Turn the lines starting with the one containing "Put a dot on the blue and" and going on through the end of the entries into a Markdown table with columns named Row and Text, skipping blank lines and leaving out the pictures.

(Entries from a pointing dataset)
——————

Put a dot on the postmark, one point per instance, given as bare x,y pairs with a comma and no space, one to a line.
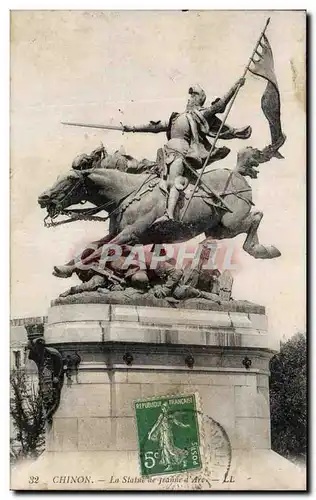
168,434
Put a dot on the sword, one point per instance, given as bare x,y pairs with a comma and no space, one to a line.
95,125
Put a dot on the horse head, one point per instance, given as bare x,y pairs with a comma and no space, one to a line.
68,190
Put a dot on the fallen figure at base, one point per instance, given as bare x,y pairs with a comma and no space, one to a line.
165,282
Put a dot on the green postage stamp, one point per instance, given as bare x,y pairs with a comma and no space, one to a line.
168,434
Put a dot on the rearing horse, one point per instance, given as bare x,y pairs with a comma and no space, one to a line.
135,201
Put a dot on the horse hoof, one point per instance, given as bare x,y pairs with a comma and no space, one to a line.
266,252
273,252
63,271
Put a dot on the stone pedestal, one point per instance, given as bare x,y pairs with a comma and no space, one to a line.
132,352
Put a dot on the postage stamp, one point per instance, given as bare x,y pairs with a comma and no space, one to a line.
168,434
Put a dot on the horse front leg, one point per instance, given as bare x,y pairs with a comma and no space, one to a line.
66,270
252,244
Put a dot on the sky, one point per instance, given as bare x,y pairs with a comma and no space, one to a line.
108,67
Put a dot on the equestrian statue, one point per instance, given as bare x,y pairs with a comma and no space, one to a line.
183,193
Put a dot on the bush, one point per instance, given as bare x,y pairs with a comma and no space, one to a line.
27,415
288,398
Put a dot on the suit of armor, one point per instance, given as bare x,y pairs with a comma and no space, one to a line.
188,143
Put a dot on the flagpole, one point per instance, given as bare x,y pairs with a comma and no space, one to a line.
224,119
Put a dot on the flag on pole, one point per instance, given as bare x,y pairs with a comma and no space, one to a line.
262,65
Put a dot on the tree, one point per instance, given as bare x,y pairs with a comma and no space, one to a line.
26,408
288,398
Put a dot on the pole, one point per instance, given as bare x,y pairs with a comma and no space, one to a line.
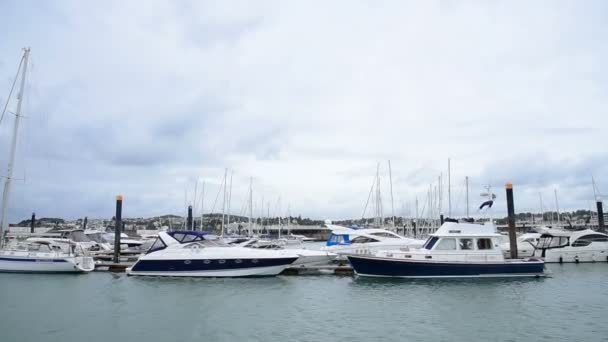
542,213
449,190
600,216
467,186
33,223
190,221
202,204
117,229
224,200
511,220
557,207
390,176
11,160
250,203
230,197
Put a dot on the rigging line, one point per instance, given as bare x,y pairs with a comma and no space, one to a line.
8,99
217,196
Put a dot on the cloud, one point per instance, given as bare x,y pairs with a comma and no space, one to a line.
305,98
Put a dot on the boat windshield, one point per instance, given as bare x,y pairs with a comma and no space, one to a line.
157,246
79,236
387,235
588,239
549,241
430,242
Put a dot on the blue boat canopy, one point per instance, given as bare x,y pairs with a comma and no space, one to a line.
184,236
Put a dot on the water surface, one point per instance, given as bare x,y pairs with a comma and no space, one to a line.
572,305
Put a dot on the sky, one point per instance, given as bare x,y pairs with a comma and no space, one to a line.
305,99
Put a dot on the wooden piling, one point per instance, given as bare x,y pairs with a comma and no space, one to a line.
189,221
33,223
511,221
600,215
117,229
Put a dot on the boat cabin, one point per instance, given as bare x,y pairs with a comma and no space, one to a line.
558,238
348,236
185,239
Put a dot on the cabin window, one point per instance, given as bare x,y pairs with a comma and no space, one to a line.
336,239
157,245
484,243
465,244
430,242
179,236
588,239
446,245
385,234
189,237
363,239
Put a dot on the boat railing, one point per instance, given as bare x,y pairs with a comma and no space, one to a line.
464,257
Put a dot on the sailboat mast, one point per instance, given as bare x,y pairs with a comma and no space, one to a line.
202,204
230,196
449,189
224,200
288,219
557,207
542,214
390,176
250,204
466,180
11,161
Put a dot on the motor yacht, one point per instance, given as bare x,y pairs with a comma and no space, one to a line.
190,254
43,255
347,241
561,245
455,250
306,257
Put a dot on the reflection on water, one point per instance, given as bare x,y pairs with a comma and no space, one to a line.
102,306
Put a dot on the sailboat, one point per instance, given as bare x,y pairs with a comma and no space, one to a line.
34,255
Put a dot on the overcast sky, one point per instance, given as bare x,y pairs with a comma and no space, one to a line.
144,98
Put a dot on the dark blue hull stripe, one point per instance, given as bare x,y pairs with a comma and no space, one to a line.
195,265
32,260
392,268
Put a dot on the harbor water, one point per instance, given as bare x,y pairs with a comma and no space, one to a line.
571,305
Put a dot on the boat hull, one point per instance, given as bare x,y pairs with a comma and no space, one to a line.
573,255
386,267
211,267
17,264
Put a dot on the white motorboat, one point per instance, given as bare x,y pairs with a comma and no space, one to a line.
105,241
306,257
345,241
525,245
190,254
42,255
302,238
455,250
560,245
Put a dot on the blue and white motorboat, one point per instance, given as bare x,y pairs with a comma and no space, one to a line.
190,254
455,250
40,255
306,257
347,241
561,245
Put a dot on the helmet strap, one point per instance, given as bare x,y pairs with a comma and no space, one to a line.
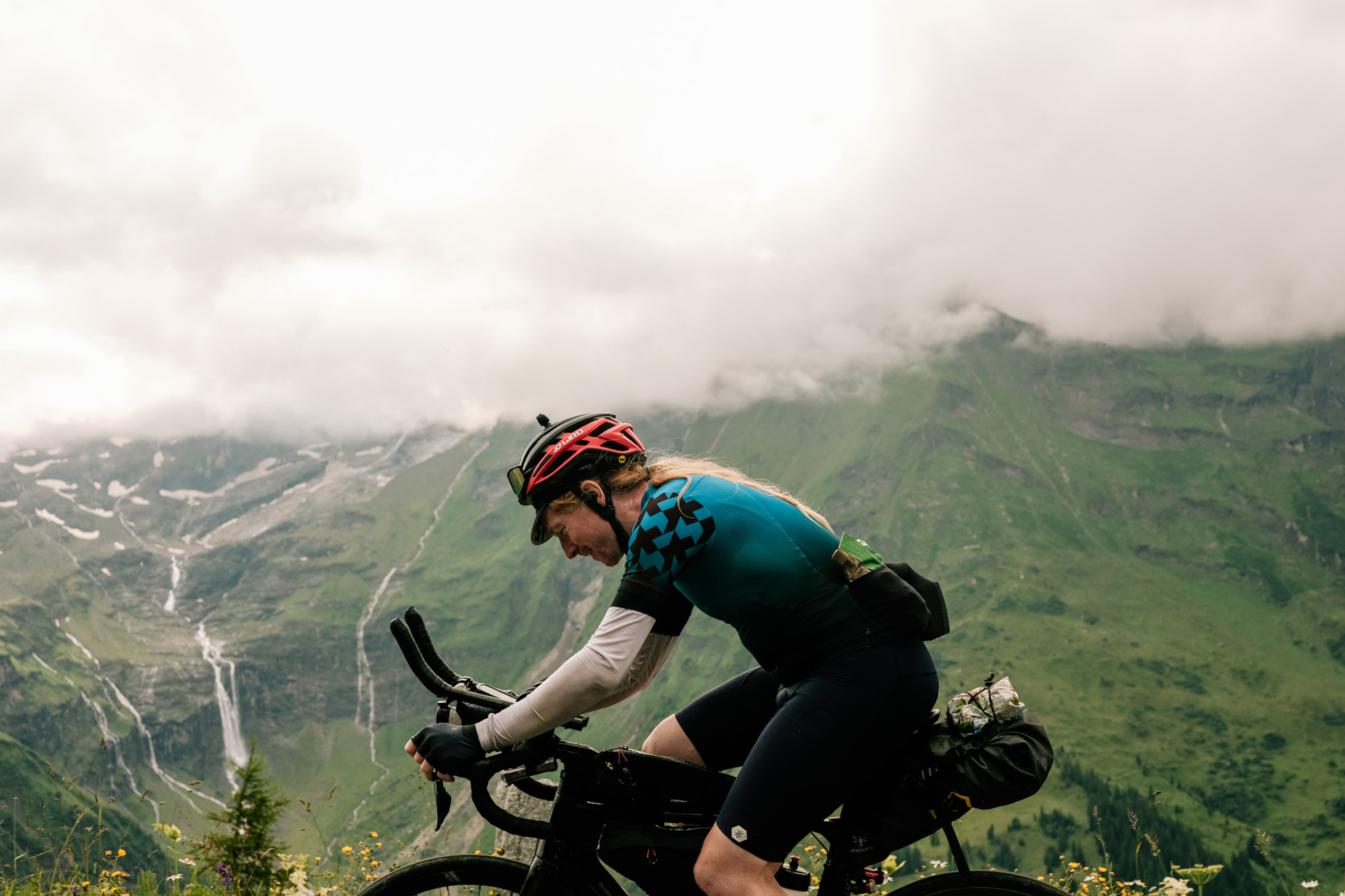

——————

• _Output for this task_
| Row | Text |
|---|---|
| 1 | Put a dot on the blue and white motorboat, one point per instance, given as bare x,y pairs with a comma and no space, one to a line. |
| 2 | 190,254 |
| 3 | 455,250 |
| 4 | 40,255 |
| 5 | 306,257 |
| 6 | 347,241 |
| 7 | 561,245 |
| 8 | Put a dot on the helmet strap, one point per instance, given as bare x,y pairs with a comma and no space, one to a line. |